[Start Supplied data]

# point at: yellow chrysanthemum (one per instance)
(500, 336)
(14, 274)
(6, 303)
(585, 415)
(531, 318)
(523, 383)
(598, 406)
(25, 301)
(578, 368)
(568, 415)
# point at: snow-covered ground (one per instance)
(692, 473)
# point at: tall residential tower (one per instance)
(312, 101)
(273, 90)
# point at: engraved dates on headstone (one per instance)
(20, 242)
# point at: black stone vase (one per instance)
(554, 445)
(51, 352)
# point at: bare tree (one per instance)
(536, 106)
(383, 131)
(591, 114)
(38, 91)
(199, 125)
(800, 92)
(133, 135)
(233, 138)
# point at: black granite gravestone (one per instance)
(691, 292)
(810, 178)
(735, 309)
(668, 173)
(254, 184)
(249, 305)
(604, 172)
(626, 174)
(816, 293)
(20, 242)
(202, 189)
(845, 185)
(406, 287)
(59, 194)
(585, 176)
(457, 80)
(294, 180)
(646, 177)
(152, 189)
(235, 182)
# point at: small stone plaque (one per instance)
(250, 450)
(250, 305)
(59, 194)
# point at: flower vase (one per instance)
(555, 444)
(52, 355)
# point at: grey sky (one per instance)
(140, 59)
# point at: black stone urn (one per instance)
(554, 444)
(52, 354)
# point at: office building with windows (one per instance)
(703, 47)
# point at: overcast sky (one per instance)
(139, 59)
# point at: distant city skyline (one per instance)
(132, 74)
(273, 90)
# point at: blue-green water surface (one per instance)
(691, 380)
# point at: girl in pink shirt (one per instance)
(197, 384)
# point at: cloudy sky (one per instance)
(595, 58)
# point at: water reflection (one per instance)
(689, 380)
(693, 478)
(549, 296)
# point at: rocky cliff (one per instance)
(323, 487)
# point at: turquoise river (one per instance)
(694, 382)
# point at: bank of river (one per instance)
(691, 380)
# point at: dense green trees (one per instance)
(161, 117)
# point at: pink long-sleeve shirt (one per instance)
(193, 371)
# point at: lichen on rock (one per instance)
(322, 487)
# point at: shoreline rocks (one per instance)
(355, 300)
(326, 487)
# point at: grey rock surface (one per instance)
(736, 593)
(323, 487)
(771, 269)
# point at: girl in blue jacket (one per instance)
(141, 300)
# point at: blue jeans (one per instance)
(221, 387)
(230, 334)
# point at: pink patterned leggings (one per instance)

[End Supplied data]

Job
Reproduce all of the data above line for line, with no changes.

Final result
# point at: yellow chrysanthemum (one per instance)
(500, 336)
(14, 274)
(6, 303)
(585, 415)
(531, 318)
(523, 383)
(598, 406)
(25, 301)
(578, 368)
(568, 415)
# point at: snow-covered ground (one per instance)
(692, 473)
# point at: tall residential tower (one per instance)
(312, 101)
(273, 90)
# point at: engraved dates on headstone (one per instance)
(20, 242)
# point at: black stone vase (one per instance)
(554, 445)
(51, 352)
# point at: bare tree (one per instance)
(536, 106)
(383, 131)
(591, 114)
(38, 91)
(199, 125)
(800, 92)
(133, 135)
(233, 138)
# point at: black granite gravestone (one per instance)
(691, 292)
(810, 178)
(735, 309)
(668, 173)
(254, 184)
(249, 305)
(604, 172)
(626, 174)
(816, 293)
(20, 242)
(202, 189)
(845, 185)
(406, 287)
(59, 194)
(585, 176)
(457, 80)
(294, 180)
(646, 177)
(152, 189)
(235, 182)
# point at: small stone plaque (one per instance)
(250, 450)
(250, 305)
(59, 194)
# point at: flower vase (one per instance)
(555, 444)
(52, 355)
# point at: grey sky (one per instance)
(140, 59)
# point at: black stone urn (one per instance)
(554, 444)
(52, 354)
# point at: office building with windows (one per instance)
(703, 47)
# point at: overcast sky (one per instance)
(139, 59)
# point at: distant city skyline (one per instance)
(132, 74)
(273, 90)
# point at: blue-green water surface (one per instance)
(691, 380)
# point at: girl in pink shirt (one per instance)
(197, 384)
# point at: cloudy sky (one per instance)
(595, 58)
# point at: water reflection (one per instance)
(689, 380)
(693, 478)
(549, 296)
# point at: rocky cliff (one per instance)
(323, 487)
# point at: turquoise river (one per instance)
(694, 382)
# point at: bank of river (one per instance)
(691, 380)
# point at: dense green trees (one per instance)
(161, 117)
# point at: pink long-sleeve shirt (one per instance)
(193, 371)
# point at: lichen on rock (one per instance)
(322, 487)
# point at: shoreline rocks (one per instance)
(355, 300)
(326, 487)
# point at: grey rock surface (one per instance)
(736, 593)
(323, 487)
(771, 269)
# point at: girl in blue jacket (one per instance)
(141, 300)
# point at: blue jeans (one per instance)
(221, 387)
(230, 334)
# point at: pink patterned leggings (one per instance)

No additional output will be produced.